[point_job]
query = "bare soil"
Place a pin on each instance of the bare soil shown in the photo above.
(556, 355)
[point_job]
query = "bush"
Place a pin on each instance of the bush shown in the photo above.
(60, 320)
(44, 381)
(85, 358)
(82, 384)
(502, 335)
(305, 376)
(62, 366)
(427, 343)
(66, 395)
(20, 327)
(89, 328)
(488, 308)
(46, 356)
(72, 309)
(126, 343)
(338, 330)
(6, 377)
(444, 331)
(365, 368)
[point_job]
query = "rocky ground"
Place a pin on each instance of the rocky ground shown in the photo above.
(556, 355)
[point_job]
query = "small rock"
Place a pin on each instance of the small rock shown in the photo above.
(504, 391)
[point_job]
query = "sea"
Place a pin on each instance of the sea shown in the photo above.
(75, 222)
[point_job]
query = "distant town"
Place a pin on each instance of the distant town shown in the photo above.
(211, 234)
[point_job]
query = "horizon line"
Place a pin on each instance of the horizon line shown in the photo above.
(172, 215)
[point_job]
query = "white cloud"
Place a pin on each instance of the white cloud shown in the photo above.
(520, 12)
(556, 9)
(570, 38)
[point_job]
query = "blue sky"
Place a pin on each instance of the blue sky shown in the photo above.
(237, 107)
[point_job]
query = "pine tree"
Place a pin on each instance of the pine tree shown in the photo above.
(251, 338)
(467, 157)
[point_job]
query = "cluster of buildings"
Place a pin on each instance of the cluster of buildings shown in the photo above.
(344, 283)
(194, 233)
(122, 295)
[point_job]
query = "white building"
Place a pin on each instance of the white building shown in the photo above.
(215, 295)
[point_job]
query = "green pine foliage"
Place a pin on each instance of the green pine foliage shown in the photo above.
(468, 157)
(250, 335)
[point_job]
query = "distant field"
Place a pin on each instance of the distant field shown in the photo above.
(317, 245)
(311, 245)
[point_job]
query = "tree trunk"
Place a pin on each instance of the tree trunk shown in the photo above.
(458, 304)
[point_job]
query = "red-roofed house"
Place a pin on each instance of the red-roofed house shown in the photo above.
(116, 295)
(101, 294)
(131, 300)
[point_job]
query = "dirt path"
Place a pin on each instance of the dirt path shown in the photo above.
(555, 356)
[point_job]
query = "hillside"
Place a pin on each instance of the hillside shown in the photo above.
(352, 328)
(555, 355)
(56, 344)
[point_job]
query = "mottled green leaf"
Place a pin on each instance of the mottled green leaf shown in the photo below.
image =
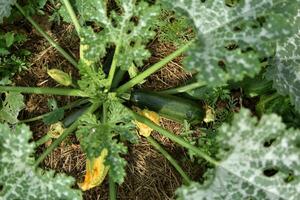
(285, 71)
(232, 39)
(18, 177)
(249, 148)
(12, 105)
(5, 8)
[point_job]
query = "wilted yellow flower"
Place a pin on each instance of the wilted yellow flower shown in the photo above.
(143, 129)
(61, 77)
(56, 130)
(95, 172)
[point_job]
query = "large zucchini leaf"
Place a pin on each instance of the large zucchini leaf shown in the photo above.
(285, 71)
(232, 38)
(19, 179)
(96, 136)
(259, 160)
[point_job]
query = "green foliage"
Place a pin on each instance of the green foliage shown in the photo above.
(56, 113)
(5, 8)
(231, 40)
(11, 62)
(128, 27)
(285, 71)
(250, 150)
(19, 179)
(11, 106)
(280, 105)
(173, 29)
(94, 136)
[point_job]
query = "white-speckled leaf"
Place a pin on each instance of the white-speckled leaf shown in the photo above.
(253, 148)
(129, 28)
(233, 39)
(285, 71)
(5, 8)
(19, 179)
(12, 105)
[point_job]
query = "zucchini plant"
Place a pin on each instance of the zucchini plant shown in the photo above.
(233, 40)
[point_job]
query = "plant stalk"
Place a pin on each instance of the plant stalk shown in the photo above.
(157, 146)
(112, 189)
(72, 15)
(44, 90)
(174, 138)
(47, 37)
(64, 135)
(68, 106)
(183, 88)
(139, 78)
(118, 78)
(113, 67)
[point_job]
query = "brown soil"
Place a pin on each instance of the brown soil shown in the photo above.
(149, 174)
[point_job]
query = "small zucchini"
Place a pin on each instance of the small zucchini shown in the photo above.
(169, 106)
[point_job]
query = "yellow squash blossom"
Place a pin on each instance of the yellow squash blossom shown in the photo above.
(143, 129)
(61, 77)
(95, 172)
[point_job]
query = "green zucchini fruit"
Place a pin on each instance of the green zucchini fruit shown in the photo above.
(169, 106)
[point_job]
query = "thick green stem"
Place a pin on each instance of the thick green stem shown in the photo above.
(183, 88)
(47, 37)
(64, 135)
(139, 78)
(174, 138)
(113, 67)
(118, 78)
(71, 105)
(41, 90)
(112, 189)
(156, 145)
(72, 15)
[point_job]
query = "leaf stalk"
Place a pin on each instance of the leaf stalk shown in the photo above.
(47, 37)
(142, 76)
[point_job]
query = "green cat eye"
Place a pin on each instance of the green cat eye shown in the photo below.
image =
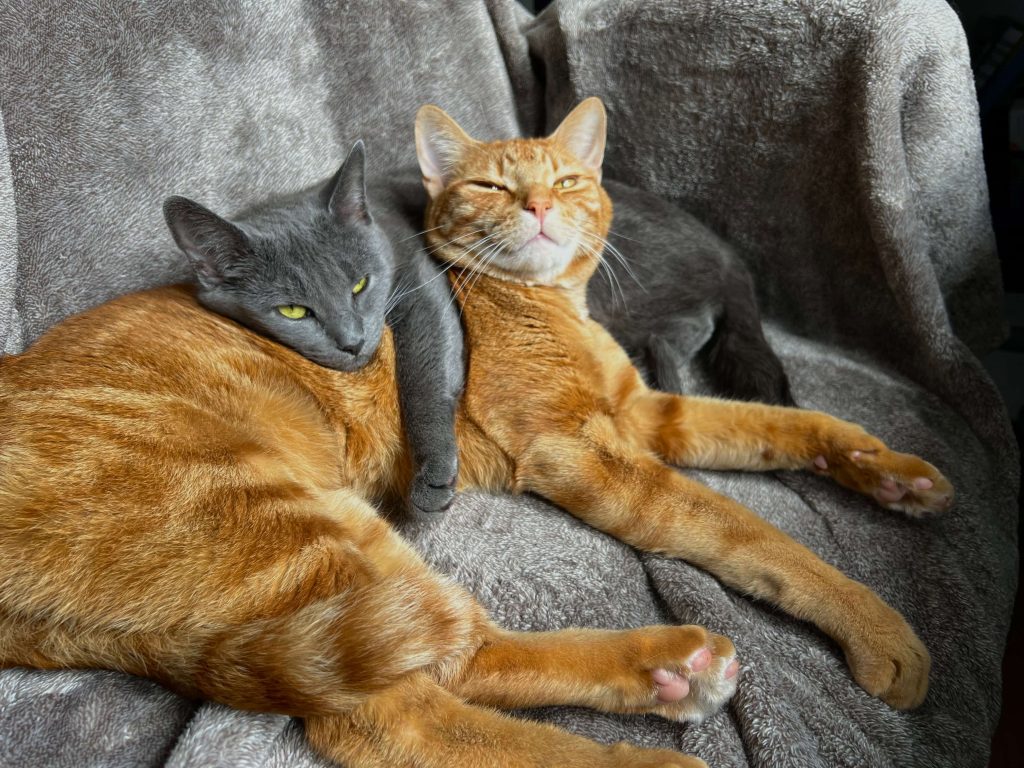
(293, 311)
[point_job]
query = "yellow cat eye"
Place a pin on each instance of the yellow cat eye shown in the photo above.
(293, 311)
(492, 185)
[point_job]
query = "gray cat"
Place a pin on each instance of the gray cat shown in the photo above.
(673, 290)
(316, 271)
(322, 269)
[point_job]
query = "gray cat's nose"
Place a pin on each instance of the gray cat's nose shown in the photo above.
(354, 348)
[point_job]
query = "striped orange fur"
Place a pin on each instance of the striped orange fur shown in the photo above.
(185, 500)
(553, 406)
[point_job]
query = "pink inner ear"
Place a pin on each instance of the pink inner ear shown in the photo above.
(583, 133)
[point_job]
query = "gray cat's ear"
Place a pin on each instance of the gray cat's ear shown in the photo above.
(439, 146)
(346, 193)
(213, 245)
(583, 133)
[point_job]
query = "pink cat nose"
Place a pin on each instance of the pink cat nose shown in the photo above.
(540, 208)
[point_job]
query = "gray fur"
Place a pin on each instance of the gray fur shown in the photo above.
(309, 248)
(670, 289)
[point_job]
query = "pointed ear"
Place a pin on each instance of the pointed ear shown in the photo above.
(345, 194)
(439, 145)
(213, 245)
(583, 133)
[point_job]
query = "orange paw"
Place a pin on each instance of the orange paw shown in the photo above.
(897, 481)
(680, 673)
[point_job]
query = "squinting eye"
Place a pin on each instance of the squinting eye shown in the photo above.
(293, 311)
(488, 185)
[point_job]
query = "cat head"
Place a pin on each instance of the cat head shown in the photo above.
(310, 270)
(525, 210)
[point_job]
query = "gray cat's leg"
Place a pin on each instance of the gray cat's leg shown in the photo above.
(431, 371)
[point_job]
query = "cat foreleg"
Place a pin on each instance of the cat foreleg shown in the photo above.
(632, 496)
(419, 724)
(712, 433)
(679, 673)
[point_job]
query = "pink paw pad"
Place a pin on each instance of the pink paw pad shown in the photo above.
(670, 686)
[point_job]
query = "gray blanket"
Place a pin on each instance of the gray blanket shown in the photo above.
(835, 143)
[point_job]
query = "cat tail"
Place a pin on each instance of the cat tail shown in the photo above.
(741, 364)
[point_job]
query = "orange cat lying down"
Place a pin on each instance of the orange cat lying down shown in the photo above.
(553, 406)
(185, 500)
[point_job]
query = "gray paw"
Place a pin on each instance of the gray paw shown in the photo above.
(433, 486)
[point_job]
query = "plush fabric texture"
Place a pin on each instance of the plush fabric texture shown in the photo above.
(836, 144)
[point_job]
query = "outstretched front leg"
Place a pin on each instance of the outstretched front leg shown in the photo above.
(631, 495)
(419, 724)
(726, 434)
(679, 673)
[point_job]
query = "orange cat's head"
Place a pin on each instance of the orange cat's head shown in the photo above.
(527, 210)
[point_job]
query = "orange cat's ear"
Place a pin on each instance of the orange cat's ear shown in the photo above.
(439, 144)
(583, 133)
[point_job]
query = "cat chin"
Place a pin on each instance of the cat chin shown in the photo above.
(539, 261)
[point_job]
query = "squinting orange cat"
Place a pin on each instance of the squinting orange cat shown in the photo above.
(554, 407)
(185, 500)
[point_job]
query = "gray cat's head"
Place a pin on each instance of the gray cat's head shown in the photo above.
(310, 270)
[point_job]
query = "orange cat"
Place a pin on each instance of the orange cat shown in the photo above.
(186, 500)
(554, 407)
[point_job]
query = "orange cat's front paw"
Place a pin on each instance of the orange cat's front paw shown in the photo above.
(898, 481)
(887, 658)
(681, 673)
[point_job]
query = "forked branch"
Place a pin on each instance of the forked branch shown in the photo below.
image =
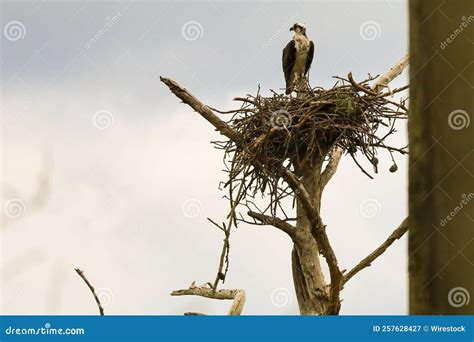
(237, 295)
(367, 261)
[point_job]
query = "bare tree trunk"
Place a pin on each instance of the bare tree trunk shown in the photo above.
(441, 236)
(310, 285)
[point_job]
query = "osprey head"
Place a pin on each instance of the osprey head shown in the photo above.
(299, 28)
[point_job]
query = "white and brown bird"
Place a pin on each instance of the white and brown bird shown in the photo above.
(297, 57)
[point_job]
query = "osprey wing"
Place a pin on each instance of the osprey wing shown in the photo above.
(309, 60)
(289, 58)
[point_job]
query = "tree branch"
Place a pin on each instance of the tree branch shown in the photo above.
(394, 71)
(201, 108)
(89, 285)
(275, 222)
(318, 230)
(331, 167)
(366, 262)
(203, 291)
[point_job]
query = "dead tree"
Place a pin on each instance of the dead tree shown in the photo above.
(287, 149)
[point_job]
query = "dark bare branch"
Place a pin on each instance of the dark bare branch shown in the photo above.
(367, 261)
(331, 167)
(237, 295)
(318, 230)
(274, 221)
(89, 285)
(201, 108)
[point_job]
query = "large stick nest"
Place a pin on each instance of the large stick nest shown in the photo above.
(280, 131)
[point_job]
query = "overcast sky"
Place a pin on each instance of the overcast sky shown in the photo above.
(112, 174)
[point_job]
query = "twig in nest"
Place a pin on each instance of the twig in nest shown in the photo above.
(89, 285)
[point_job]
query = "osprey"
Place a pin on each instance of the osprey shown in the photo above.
(297, 57)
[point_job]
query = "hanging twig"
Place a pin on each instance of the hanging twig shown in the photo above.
(89, 285)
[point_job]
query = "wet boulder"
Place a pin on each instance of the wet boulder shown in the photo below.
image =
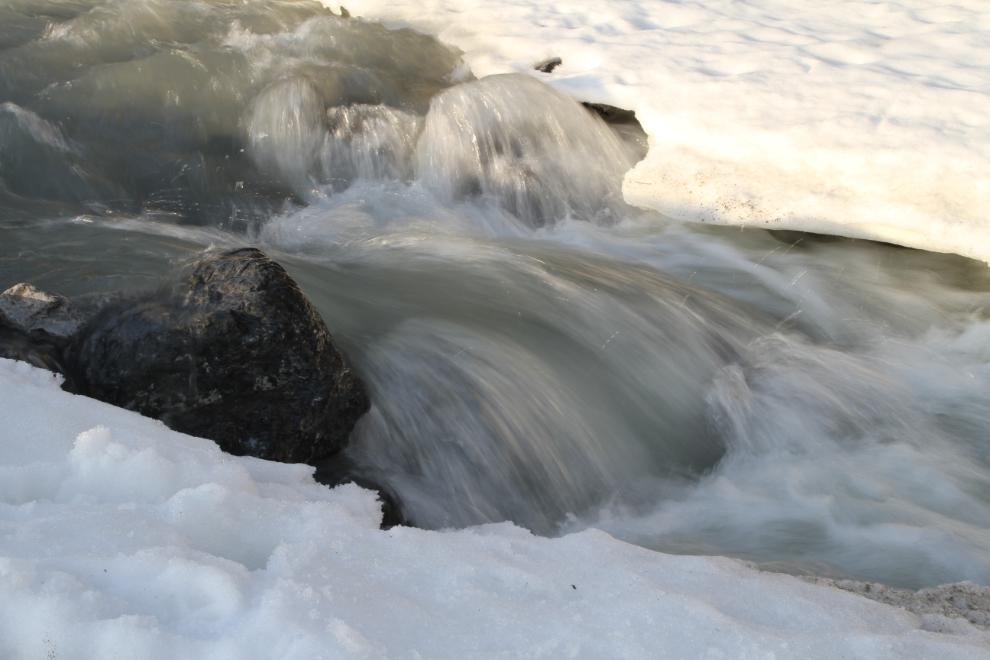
(36, 326)
(232, 351)
(30, 310)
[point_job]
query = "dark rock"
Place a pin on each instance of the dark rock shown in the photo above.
(44, 354)
(233, 352)
(339, 469)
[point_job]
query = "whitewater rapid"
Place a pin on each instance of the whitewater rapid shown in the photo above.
(538, 351)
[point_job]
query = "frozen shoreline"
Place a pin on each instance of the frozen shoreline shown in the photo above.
(861, 120)
(122, 534)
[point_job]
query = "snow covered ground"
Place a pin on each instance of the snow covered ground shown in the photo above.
(867, 119)
(122, 539)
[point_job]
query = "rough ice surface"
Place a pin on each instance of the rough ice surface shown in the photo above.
(121, 538)
(862, 119)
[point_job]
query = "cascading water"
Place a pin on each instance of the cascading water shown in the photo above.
(536, 350)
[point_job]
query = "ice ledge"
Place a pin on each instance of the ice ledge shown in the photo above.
(847, 118)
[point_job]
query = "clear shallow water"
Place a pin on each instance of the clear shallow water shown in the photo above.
(535, 350)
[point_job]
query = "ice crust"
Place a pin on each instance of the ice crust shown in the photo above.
(119, 537)
(861, 119)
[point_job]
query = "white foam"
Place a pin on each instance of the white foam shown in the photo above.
(125, 537)
(861, 119)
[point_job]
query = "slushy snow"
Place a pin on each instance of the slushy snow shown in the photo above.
(121, 538)
(865, 119)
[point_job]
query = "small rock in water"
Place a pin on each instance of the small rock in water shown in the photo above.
(27, 308)
(235, 353)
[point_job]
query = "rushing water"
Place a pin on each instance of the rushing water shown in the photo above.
(535, 349)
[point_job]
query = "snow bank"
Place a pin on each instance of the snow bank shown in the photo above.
(120, 538)
(862, 119)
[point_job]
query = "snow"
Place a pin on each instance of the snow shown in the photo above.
(866, 119)
(121, 538)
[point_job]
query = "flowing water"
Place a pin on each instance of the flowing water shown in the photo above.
(536, 350)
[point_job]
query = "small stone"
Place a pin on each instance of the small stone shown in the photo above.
(27, 308)
(549, 65)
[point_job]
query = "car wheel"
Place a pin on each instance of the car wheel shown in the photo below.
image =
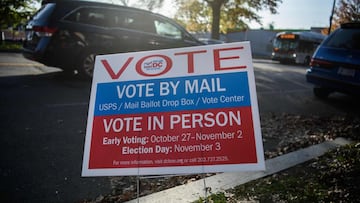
(321, 93)
(86, 65)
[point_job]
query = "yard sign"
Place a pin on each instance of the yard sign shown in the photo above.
(174, 111)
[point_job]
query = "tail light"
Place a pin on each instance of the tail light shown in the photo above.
(320, 63)
(43, 31)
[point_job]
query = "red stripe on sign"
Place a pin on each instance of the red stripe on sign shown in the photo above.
(185, 138)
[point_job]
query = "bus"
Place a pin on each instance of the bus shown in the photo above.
(295, 47)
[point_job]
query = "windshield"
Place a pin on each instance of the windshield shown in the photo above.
(345, 38)
(281, 44)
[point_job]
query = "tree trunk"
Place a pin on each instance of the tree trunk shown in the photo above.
(215, 26)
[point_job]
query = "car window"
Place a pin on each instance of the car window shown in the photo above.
(167, 29)
(114, 18)
(44, 12)
(91, 16)
(345, 38)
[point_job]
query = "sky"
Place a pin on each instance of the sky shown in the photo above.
(292, 14)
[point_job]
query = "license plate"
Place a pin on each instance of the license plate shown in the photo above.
(346, 72)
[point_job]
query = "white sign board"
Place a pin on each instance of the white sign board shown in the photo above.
(185, 110)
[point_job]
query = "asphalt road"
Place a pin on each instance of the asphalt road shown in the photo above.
(43, 120)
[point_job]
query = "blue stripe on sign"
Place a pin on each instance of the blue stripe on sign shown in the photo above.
(173, 94)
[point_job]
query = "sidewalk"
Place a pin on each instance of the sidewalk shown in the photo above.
(218, 183)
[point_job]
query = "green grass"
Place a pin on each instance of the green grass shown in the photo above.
(330, 178)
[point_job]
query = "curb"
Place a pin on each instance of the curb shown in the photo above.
(218, 183)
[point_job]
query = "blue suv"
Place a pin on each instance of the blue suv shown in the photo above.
(68, 34)
(335, 66)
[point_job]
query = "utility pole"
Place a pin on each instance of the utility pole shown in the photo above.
(332, 13)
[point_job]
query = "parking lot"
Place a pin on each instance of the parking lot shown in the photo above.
(44, 119)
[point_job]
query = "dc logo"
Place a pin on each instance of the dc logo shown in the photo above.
(153, 65)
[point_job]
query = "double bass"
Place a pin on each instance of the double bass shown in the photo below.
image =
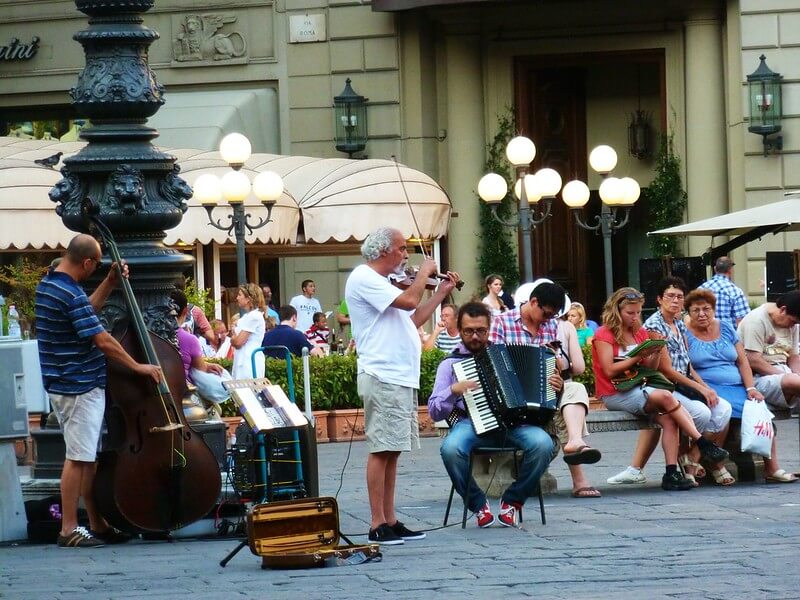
(156, 474)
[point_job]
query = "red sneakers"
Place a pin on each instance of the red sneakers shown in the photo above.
(484, 516)
(509, 514)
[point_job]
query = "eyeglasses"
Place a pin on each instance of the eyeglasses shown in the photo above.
(480, 332)
(631, 297)
(696, 310)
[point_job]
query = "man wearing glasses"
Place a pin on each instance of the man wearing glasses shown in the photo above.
(771, 336)
(73, 347)
(447, 402)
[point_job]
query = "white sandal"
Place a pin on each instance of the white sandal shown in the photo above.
(722, 476)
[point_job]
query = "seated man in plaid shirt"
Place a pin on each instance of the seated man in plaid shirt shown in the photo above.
(732, 303)
(533, 323)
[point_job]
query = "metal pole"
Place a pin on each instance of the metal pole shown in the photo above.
(606, 218)
(238, 230)
(525, 227)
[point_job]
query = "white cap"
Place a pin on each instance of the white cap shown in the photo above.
(523, 294)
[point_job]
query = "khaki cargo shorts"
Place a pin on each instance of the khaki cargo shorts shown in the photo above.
(390, 415)
(81, 418)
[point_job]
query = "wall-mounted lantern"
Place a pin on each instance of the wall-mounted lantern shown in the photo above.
(764, 86)
(350, 121)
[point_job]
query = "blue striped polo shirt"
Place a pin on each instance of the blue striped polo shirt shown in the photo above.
(65, 325)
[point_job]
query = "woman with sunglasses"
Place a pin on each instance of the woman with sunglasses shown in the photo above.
(719, 357)
(621, 331)
(710, 413)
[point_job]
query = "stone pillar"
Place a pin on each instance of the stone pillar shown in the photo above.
(706, 134)
(466, 143)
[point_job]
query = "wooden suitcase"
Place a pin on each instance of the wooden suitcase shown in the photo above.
(301, 534)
§
■ WORK INSTRUCTION:
From the records given above, copy all lines containing "mottled".

■ SOLUTION:
query = "mottled green leaf"
Place a pin on each instance of the mottled green leaf shown in the photo below.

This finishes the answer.